[EXTRACTED INFORMATION]:
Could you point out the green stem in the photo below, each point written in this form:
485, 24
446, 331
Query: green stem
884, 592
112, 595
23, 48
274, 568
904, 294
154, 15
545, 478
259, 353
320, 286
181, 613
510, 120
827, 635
---
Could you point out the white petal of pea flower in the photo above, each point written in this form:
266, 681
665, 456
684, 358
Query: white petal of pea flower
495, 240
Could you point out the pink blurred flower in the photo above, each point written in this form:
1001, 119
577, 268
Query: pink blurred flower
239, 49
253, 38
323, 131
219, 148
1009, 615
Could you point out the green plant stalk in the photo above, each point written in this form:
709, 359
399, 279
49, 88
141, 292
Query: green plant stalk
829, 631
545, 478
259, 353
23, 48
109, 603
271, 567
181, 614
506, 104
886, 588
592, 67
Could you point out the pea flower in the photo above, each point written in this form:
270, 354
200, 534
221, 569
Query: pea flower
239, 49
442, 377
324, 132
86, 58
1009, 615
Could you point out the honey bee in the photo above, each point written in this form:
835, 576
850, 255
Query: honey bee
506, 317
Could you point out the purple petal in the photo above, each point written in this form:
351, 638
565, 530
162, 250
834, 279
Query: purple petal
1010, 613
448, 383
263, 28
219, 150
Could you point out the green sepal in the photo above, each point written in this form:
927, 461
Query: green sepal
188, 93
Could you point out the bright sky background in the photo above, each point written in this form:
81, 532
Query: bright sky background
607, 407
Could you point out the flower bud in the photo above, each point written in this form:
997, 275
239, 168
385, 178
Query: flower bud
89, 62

[YOUR OBJECTIVE]: Count the lines in the entries above that contain the string "written", matching case exactly, and reply with the number alone.

[SOLUTION TO THE EXERCISE]: 10